EXERCISE INPUT:
/---

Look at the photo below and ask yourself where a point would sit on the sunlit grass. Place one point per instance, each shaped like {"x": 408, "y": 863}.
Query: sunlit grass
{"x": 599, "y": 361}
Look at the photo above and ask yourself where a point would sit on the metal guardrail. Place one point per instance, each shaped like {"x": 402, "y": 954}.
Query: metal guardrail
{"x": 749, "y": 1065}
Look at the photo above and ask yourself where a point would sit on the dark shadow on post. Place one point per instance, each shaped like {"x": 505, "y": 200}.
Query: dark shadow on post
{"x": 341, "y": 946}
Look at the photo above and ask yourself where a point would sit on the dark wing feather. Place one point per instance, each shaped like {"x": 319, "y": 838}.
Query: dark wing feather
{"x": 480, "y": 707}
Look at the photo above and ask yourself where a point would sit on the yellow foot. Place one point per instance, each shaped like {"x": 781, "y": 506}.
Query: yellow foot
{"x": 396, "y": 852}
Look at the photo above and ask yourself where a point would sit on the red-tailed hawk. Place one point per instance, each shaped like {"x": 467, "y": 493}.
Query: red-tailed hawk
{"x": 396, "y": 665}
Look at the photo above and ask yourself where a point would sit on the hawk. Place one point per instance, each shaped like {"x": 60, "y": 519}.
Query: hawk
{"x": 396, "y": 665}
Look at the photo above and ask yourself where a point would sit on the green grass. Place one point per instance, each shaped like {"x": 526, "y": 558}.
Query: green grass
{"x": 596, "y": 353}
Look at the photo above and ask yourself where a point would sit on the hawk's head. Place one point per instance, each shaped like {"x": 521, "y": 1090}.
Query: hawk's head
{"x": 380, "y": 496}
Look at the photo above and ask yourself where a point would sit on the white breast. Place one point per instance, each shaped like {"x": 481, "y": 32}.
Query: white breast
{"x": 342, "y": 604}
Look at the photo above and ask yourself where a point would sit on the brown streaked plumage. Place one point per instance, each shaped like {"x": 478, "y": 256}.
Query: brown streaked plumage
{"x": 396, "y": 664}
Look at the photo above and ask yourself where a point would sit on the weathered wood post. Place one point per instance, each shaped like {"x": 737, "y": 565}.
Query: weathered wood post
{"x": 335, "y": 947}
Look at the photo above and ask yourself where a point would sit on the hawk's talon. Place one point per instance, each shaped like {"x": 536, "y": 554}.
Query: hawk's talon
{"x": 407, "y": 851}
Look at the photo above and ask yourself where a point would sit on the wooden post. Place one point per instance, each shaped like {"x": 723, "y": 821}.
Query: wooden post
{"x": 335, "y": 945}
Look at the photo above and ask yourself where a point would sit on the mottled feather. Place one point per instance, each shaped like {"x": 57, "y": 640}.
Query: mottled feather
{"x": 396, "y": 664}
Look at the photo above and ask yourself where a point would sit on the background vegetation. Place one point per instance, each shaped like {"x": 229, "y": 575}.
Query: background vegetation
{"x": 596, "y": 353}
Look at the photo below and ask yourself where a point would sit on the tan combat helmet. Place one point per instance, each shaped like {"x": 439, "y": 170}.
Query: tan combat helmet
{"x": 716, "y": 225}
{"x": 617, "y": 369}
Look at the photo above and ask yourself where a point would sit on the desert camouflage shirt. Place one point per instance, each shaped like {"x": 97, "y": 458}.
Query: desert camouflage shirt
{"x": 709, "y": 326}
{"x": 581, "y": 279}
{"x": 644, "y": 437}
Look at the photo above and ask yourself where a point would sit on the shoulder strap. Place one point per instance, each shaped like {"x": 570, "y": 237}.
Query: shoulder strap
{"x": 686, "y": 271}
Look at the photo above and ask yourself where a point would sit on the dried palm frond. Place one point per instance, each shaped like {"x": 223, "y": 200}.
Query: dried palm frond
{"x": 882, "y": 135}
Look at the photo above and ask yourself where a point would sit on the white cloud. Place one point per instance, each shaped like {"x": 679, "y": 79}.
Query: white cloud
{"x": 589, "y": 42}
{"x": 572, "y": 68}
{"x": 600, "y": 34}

\---

GOAL: Print every record above exactly as written.

RIGHT ANSWER:
Look at the photo below and ask yourself where a point would sit on the sunlit grass. Place one point per instance, each shaped like {"x": 408, "y": 863}.
Query: sunlit grass
{"x": 599, "y": 361}
Look at the photo above and ask yourself where a point would sit on the metal guardrail. Place one point per instance, each shaped like {"x": 402, "y": 954}.
Query: metal guardrail
{"x": 749, "y": 1065}
Look at the photo above and ask yourself where a point would sit on the dark shadow on post. Place one point per instance, each shaped like {"x": 505, "y": 200}.
Query: dark shadow on post
{"x": 341, "y": 946}
Look at the photo above and ask yourself where a point would sit on the dark wing feather. Place one point per instance, each shaped like {"x": 319, "y": 838}.
Query: dark wing feather
{"x": 480, "y": 707}
Look at the photo above and ask yourself where a point would sit on the yellow foot. Place one point per instance, each shaped like {"x": 781, "y": 506}.
Query: yellow foot
{"x": 396, "y": 852}
Look at the photo above and ask yourself where a point would sit on the red-tailed hawk. Place one point per instance, each shaped like {"x": 467, "y": 493}.
Query: red-tailed hawk
{"x": 396, "y": 665}
Look at the photo above and ask yourself where a point would sit on the hawk. Place one point per instance, each shaped like {"x": 60, "y": 519}.
Query: hawk
{"x": 396, "y": 665}
Look at the photo above and ask yourself where a point would sit on the green grass. Place one point per instance, each shaped like {"x": 526, "y": 558}.
Query: green grass
{"x": 596, "y": 353}
Look at the photo above and ask yourself where a point would sit on the hawk's head. Place one point per instance, each shaped like {"x": 521, "y": 1090}.
Query: hawk's head
{"x": 380, "y": 496}
Look at the photo above and ask yourself where a point would sit on the white breast. Place one point per instance, each shaped like {"x": 481, "y": 32}.
Query: white breast
{"x": 342, "y": 604}
Look at the photo above and ask yourself where a point would sit on the brown streaked plumage. Place one point per instance, each shaped like {"x": 478, "y": 256}.
Query: brown streaked plumage
{"x": 396, "y": 664}
Look at the photo above and ask yourself where a point would sit on the weathered wood post. Place one point per instance, each shaped like {"x": 737, "y": 565}.
Query: weathered wood post
{"x": 335, "y": 947}
Look at the photo above and ask yourself where a point would sit on the hawk's talon. Place one point per instance, each shaped like {"x": 536, "y": 554}.
Query: hawk's talon
{"x": 407, "y": 851}
Look at the photo above and ask yourself where a point would sit on the wooden post. Place one point per instance, each shaped like {"x": 723, "y": 821}.
Query: wooden post
{"x": 335, "y": 945}
Look at the photo above and ask yourself where a point would sit on the mottled feather. Place one point per instance, each shaped like {"x": 57, "y": 640}.
Query: mottled feather
{"x": 396, "y": 664}
Look at the photo above and ask yourself where a point would sit on the background vegetation. Place one point per instance, each shaped like {"x": 229, "y": 575}.
Query: background vegetation
{"x": 596, "y": 353}
Look at the photo below and ask yourself where a point would sit on the tan combat helmet. Place one point per instance, each shaped like {"x": 439, "y": 170}.
Query: tan combat helmet
{"x": 716, "y": 225}
{"x": 617, "y": 369}
Look at the photo above and ask yourself where a point would sit on the desert camouflage shirt. Place one point per instance, each shaped like {"x": 97, "y": 458}.
Query: desert camouflage shirt
{"x": 709, "y": 326}
{"x": 581, "y": 279}
{"x": 644, "y": 437}
Look at the photo above and ask yourself where a point would sit on the shoulder strap. Place one point per instance, each shaped like {"x": 570, "y": 237}.
Query: shoulder strap
{"x": 686, "y": 271}
Look at the photo above and ask yourself where a point would sit on the dried palm frond. Place one point per instance, each shaped like {"x": 223, "y": 200}.
Query: dried palm frond
{"x": 882, "y": 135}
Look at the photo above and ask yourself where a point would sit on the white cloud. Place one point per instance, each shaped like {"x": 679, "y": 79}.
Query: white cloud
{"x": 589, "y": 42}
{"x": 572, "y": 68}
{"x": 600, "y": 34}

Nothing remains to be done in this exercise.